*** Opening Reading text ***
Coming Home to Me
I grew up like many queer kids: always knowing I was different, but lacking the words to describe my experience. When I was a sophomore in high school, my best friend came out to me as bisexual. Her coming out sparked curiosity for my own identity. After our friendship abruptly ended for unrelated reasons, I suddenly lacked a safe space to talk about my feelings with someone else. Instead, I bottled them up and buried them deep inside myself where I was certain I’d never have to face them again.
Once I went to college, those feelings started to resurface again, but I tried to ignore them for as long as I could. Eventually, I faced them, and admitted to myself what I had always known: I was gay. Or, lesbian. Or, queer. “Gay” and “queer” seemed to be the only labels that felt right to me. After uncovering my sexual identity, I started to struggle with my gender identity, but still lacked the language and safe spaces to express my confusion.
Two years after coming out to myself, I discovered the world of drag. I aspired to become a drag king in my local Montana community, and one day I chased that aspiration. I cut off my long blonde hair into a short hairstyle and transformed myself into a drag king all in the same day. My sudden change in hairstyle and performance of the opposite gender forced me to revisit the confusion surrounding my gender, but I still struggled to name it. I was born a female, but that word and the language that came with it never fit. I’d perform as a male and often dressed and acted like a “tomboy,” yet male language and terminology didn’t fit right either.
A couple of months after my first drag performance, I found myself sitting in orientation for grad school. Sitting in front of us was a name placard with a place to write in our pronouns. When I went to write in mine, I froze. The pronouns “she/her” that I’d defaulted to for so long suddenly felt like a lifetime of lies. I looked around the room and noticed my trans and non-binary classmates filling in their chosen pronouns with confidence. In that moment, everything clicked: I wrote down “they/them/theirs” in that pronouns slot and never looked back.
Understanding our individual identities, queer or otherwise, is a lifetime journey. We never truly arrive at fully actualized version of ourselves, but instead find ourselves arriving at various places where we feel most comfortable with who we are in that moment. At least, that’s the way I found my experience to be. Coming out can’t be timed. We come out when it makes sense to us. We come out again when the language we use changes. For family members, friends, and allies, it may be frustrating to keep up with the various ways we choose to describe our identities. For those of us living into those identities, that journey is so much more complex. To friends and family: be patient with us. We’re all trying to find ourselves, and we as humans aren’t meant to be static. To the others in the LGBTQ+ community and questioning: Be patient with yourself. Be brave and bold in exploring different language to describe yourself. Know that it’s OK to find something that fits one day, only to find it doesn’t feel right the next. You are always becoming, and who you are in this moment is ENOUGH.
*** Closing Reading text ***
Answer these questions about the essay:
1. What did the writer's best friend come out as during the writer's sophomore year of high school?
2. In which state was the local community where the writer hoped to become a drag king?
3. Which pronouns did the writer write on the name placard at grad school orientation?
Rely only on the essay for what comes next.
*** Opening Entries supplied ***
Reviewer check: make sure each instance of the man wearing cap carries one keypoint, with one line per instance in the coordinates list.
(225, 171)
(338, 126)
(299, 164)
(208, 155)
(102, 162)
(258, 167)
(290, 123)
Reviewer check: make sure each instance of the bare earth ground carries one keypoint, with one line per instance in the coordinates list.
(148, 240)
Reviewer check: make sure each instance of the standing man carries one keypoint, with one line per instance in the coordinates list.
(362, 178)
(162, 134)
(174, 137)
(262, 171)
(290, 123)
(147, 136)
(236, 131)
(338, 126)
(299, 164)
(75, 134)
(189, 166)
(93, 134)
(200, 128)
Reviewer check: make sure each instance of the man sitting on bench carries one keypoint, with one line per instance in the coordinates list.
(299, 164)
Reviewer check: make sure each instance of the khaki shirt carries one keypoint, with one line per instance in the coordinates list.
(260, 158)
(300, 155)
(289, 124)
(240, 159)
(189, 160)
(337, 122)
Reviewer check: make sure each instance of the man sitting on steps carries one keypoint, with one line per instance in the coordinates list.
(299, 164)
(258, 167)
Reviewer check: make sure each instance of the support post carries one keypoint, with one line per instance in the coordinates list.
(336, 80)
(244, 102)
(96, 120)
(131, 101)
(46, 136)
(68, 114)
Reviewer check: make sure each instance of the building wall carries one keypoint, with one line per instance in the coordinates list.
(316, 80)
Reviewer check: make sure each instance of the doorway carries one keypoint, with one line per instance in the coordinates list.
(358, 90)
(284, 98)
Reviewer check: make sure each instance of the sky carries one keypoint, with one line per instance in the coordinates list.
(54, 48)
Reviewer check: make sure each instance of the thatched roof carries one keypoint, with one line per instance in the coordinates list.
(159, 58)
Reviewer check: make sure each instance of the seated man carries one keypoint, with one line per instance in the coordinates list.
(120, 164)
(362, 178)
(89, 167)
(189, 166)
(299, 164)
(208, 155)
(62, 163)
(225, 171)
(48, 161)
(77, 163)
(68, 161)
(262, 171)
*** Closing Entries supplied ***
*** Opening Entries supplied ***
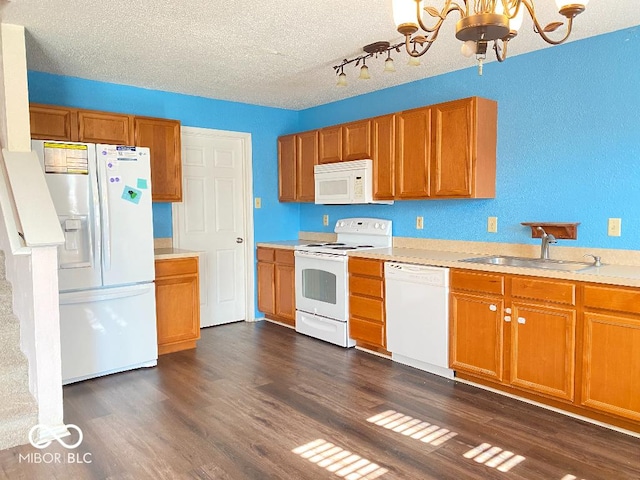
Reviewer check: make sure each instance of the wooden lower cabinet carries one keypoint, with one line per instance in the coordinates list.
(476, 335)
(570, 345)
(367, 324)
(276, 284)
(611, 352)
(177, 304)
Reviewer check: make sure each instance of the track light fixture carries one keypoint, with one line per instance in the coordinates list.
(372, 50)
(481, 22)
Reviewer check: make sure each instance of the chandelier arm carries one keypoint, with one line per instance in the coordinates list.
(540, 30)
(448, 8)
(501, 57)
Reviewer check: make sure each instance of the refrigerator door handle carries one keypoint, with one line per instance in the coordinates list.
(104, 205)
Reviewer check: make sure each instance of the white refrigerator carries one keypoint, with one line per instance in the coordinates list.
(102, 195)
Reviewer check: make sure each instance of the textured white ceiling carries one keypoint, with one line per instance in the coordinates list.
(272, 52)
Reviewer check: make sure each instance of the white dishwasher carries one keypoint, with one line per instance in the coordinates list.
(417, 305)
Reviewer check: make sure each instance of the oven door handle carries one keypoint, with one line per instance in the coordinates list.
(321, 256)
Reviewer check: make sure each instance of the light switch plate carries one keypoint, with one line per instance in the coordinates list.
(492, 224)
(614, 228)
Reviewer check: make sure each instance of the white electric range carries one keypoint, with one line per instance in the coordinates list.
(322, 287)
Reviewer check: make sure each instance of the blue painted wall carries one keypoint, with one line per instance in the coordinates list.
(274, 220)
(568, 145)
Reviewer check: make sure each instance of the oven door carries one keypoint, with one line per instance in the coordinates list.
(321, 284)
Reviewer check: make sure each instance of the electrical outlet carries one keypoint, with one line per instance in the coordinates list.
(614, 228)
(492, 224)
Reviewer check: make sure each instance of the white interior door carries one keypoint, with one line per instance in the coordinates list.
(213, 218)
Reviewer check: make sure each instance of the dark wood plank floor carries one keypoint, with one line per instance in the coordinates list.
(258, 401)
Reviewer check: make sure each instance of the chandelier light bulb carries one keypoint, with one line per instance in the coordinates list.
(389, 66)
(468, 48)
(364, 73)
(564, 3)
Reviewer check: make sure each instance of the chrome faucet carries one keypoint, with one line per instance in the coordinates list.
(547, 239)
*** Closing Entries supplied ***
(Final answer)
1. Bisexual.
2. Montana.
3. They/them/theirs.